- Pottageville Location within Canada Pottageville Location within Ontario Pottageville Location within North America
- Coordinates: 43°59′31″N 79°37′23″W﻿ / ﻿43.99194°N 79.62306°W
- Country: Canada
- Province: Ontario
- Regional Municipality: York
- Township: King

Government
- • Township mayor: Steve Pellegrini
- • MP: Deb Schulte
- • MPP: Stephen Lecce
- • Councillor: Bill Cober (Ward 4)
- Time zone: UTC-5 (EST)
- • Summer (DST): UTC-4 (EDT)
- Forward sortation area: L0G
- Area codes: 905 and 289
- NTS Map: 030M13
- GNBC Code: FCIDW

= Pottageville, Ontario =

Pottageville is an unincorporated community located in northeastern King Township, in Ontario, Canada. It is near Schomberg. It is named for one of its early settlers, Edward Pottage.

==Ecology==
Parts of Pottageville, particularly the ecological areas outside the village, are located on the northern face of the sensitive Oak Ridges Moraine. Characteristic of other parts of the moraine, the ecological areas of Pottageville exhibit a range of features.

- INFORMATION PROVIDED:
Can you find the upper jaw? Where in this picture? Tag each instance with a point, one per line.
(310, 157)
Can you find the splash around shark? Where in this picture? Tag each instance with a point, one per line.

- GIVEN PROBLEM: Continue the Pottageville article from the end of its "Ecology" section.

- ANSWER BELOW:
===Pottageville Wetland Complex===
The Pottageville Wetland Complex is a provincially significant 7.8 km^{2} wetland complex composed of 43 individual wetlands. The wetland consists of 93.1% swamp, 6.3% marsh and 0.6% fen. A diversity of soil types is present in this complex, including: humic and mesic (63%); clay and loam (16.7%); sand (15.9%); silt or marl (2.6%); and fibric (1.8%). The site is principally palustrine (93.6% with inflow, 3.6% without inflow), with small areas which are of riverine (2.2%) and isolated (0.6%) nature. The vegetation found within the complex is also varied, though primarily deciduous (62.6%). Other constituent vegetation includes coniferous trees (16.5%), tall shrubs (11.1%) and dead trees (3.5%).

===Pottageville Southeast Upland Forest===
The Pottageville Southeast Upland Forest, situated north of Happy Valley Forests, is a 0.9 km^{2} forest on the north-facing slope of the Oak Ridges Moraine. It consists primarily of Maple, Beech and Hemlock trees. A number of creek valleys, containing tributaries of the Holland River, are found within the forest. It is classified as a regionally significant Life Sciences Area of Natural and Scientific Interest by the Government of Ontario Ministry of Natural Resources.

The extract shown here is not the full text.